◆ Article à examiner:
====
(NEW YORK) En date du 12 décembre 2020, Joe Biden avait choisi 16 personnes pour occuper des postes d’importance au sein de son administration. Douze avaient en commun d’avoir travaillé pour Barack Obama.

Figuraient parmi celles-ci Antony Blinken, nommé secrétaire d’État, Janet Yellen, nommée secrétaire au Trésor, John Kerry, nommé représentant spécial pour le climat, et Susan Rice, nommée directrice du Conseil de politique intérieure de la Maison-Blanche.

Ces choix étaient-ils le signe que la présidence de Joe Biden ne serait que la continuation de l’administration Obama ? La réponse semblait d’autant plus évidente aux yeux de certains que le président désigné était allé jusqu’à choisir l’ancien gouverneur de l’Iowa Tom Vilsack pour occuper le poste de secrétaire à l’Agriculture, responsabilité qu’il avait assumée pendant les deux mandats du 44e président.

Mais les nominations de Joe Biden n’étonnent pas Martha Kumar, directrice du White House Transition Project et auteure d’un livre publié en 2015 sur les passations de pouvoir.

« Je pense que tout président démocrate désigné aurait choisi un grand nombre des mêmes personnes, a-t-elle dit lors d’une entrevue téléphonique. Car l’une des choses les plus importantes est d’avoir un départ rapide et efficace. Pour y parvenir, vous voulez avoir des gens avec de l’expérience. »

Et, dans la plupart des cas, les présidents désignés, tous partis confondus, trouvent cette expérience dans l’administration démocrate ou républicaine précédente, selon leur appartenance. Barack Obama n’avait pas dérogé à la tendance, ce qui lui avait d’ailleurs valu des critiques. Malgré sa promesse de changement et de rupture avec le passé, il avait recruté certains piliers de l’administration Clinton, dont l’ex-secrétaire au Trésor Larry Summers et l’ex-première dame Hillary Clinton.

L’un devait l’aider à affronter la pire crise économique depuis la Grande Dépression, tandis que l’autre devait le représenter sur la scène internationale.

Le critère de la diversité

Mais l’expérience n’est pas le seul critère qui guide les choix des présidents désignés démocrates. En fait, ceux-ci doivent tenir compte de données qui semblent moins importantes aux yeux des républicains placés dans la même situation qu’eux.

« En raison de l’ampleur de leur coalition, les démocrates sont plus susceptibles d’être intéressés à la question de la diversité », explique Martha Kumar, dont l’organisation non partisane conseille depuis 1997 les présidents désignés et leur équipe sur tous les aspects d’une transition. « Cette diversité couvre un large éventail, dont l’ethnicité, l’idéologie et le genre. »

Mercredi dernier, en présentant Pete Buttigieg, son choix pour occuper le poste de secrétaire aux Transports, Joe Biden s’est targué d’assembler le cabinet « le plus représentatif de tous les cabinets dans l’histoire des États-Unis ».

Nous aurons un cabinet d’abatteurs de barrières, un cabinet de premières.
====
◆ Données fournies:
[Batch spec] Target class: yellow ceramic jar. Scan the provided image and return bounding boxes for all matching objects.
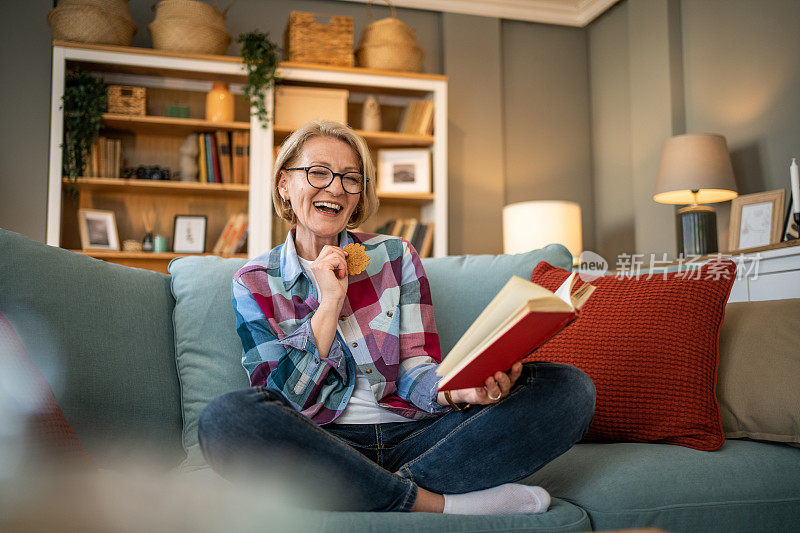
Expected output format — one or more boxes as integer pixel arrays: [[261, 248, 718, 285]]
[[206, 81, 233, 122]]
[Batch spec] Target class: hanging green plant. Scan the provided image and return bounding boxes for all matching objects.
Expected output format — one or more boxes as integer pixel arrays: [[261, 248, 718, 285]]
[[61, 70, 108, 196], [237, 30, 280, 128]]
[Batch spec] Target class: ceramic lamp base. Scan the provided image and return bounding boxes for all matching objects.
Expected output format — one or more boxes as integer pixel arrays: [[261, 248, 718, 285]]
[[678, 205, 719, 255]]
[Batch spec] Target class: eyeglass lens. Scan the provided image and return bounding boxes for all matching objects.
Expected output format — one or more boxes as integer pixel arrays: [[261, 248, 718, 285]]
[[307, 167, 364, 194]]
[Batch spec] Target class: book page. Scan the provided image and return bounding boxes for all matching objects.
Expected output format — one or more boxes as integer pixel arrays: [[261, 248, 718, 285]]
[[436, 276, 572, 376]]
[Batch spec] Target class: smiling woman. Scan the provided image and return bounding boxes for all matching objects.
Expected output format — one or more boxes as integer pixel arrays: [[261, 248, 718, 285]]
[[198, 122, 594, 514]]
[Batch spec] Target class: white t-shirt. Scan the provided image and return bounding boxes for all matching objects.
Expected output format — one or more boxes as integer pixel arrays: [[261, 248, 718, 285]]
[[297, 256, 412, 424]]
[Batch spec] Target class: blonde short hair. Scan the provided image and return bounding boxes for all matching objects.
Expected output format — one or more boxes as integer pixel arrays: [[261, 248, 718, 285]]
[[272, 120, 378, 229]]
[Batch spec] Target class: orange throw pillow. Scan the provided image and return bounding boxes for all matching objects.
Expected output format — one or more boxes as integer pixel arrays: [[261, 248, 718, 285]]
[[526, 259, 736, 451]]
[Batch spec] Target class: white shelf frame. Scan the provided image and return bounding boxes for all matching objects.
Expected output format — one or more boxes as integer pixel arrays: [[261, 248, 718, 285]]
[[46, 46, 449, 257]]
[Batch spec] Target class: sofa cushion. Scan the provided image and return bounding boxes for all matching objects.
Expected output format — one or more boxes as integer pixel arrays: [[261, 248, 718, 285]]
[[528, 260, 736, 450], [0, 230, 183, 467], [422, 244, 572, 356], [524, 440, 800, 532], [0, 313, 92, 465], [169, 244, 572, 470], [717, 299, 800, 445], [168, 256, 250, 470]]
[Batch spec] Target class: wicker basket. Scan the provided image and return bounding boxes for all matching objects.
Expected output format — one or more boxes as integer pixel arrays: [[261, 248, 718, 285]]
[[356, 44, 423, 72], [58, 0, 133, 20], [155, 0, 230, 31], [108, 85, 146, 116], [284, 11, 353, 67], [356, 1, 424, 72], [47, 5, 136, 46], [147, 18, 231, 55]]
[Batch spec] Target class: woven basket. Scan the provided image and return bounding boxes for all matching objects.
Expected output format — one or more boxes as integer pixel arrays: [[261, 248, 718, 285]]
[[47, 5, 136, 46], [356, 0, 424, 72], [58, 0, 133, 21], [108, 85, 147, 117], [147, 17, 231, 55], [284, 11, 353, 67], [356, 44, 423, 72], [155, 0, 231, 31]]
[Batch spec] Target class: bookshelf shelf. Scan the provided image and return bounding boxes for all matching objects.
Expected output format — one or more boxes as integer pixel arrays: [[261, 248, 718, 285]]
[[378, 192, 436, 205], [62, 178, 250, 198], [103, 113, 250, 135], [274, 127, 434, 148]]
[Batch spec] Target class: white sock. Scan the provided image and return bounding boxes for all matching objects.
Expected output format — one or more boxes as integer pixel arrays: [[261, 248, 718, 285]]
[[444, 483, 550, 514]]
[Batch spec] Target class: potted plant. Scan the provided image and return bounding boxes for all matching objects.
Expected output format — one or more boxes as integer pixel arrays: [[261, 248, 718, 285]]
[[61, 70, 108, 195], [237, 30, 279, 128]]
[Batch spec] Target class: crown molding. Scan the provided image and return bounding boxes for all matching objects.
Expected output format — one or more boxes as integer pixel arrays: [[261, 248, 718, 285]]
[[345, 0, 619, 28]]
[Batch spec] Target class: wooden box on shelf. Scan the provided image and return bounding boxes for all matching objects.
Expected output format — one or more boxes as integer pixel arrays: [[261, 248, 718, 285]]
[[108, 85, 147, 116]]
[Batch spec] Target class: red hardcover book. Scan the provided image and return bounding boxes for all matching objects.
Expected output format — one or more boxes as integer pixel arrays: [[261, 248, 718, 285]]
[[436, 273, 594, 391]]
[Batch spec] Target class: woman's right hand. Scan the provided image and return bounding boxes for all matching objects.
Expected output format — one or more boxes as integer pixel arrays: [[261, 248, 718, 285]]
[[311, 244, 347, 313]]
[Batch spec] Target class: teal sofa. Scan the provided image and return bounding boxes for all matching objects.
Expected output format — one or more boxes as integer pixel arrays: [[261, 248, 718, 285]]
[[0, 230, 800, 533]]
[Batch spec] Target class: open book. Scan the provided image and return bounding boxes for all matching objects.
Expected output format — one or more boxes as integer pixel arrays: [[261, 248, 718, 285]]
[[436, 272, 594, 390]]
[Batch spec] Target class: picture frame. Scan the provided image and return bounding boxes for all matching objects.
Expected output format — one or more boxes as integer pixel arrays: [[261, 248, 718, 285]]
[[783, 191, 800, 241], [728, 189, 786, 251], [78, 208, 119, 251], [172, 215, 208, 254], [377, 148, 431, 194]]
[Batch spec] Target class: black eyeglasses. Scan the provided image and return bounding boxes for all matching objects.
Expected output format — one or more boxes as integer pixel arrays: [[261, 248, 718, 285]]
[[286, 165, 369, 194]]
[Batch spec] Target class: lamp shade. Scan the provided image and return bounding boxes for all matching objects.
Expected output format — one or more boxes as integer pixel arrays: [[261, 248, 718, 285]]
[[503, 201, 583, 257], [653, 134, 738, 204]]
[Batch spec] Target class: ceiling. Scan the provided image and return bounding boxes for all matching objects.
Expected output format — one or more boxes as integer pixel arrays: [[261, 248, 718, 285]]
[[346, 0, 619, 28]]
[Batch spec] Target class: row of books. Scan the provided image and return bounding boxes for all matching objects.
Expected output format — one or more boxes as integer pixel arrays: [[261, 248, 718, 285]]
[[211, 213, 247, 255], [397, 100, 433, 135], [83, 137, 122, 178], [375, 218, 433, 257], [197, 130, 250, 183]]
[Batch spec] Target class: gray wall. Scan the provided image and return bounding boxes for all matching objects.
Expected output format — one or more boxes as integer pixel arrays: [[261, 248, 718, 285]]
[[588, 0, 800, 262]]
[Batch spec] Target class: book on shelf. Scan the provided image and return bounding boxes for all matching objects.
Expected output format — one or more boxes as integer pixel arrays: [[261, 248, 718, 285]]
[[242, 131, 250, 183], [214, 130, 233, 183], [211, 213, 247, 255], [197, 133, 208, 183], [83, 137, 122, 178], [436, 272, 594, 391], [206, 133, 222, 183]]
====
◆ Tâche à accomplir: Dans l'article sur les nominations de Joe Biden, reprenez le passage de "Le critère de" à "même situation qu’eux." en remplaçant "critère" par "facteur". Les lignes n'ont aucun rapport avec l'article.

◆ Résultat obtenu:
Le facteur de la diversité

Mais l’expérience n’est pas le seul facteur qui guide les choix des présidents désignés démocrates. En fait, ceux-ci doivent tenir compte de données qui semblent moins importantes aux yeux des républicains placés dans la même situation qu’eux.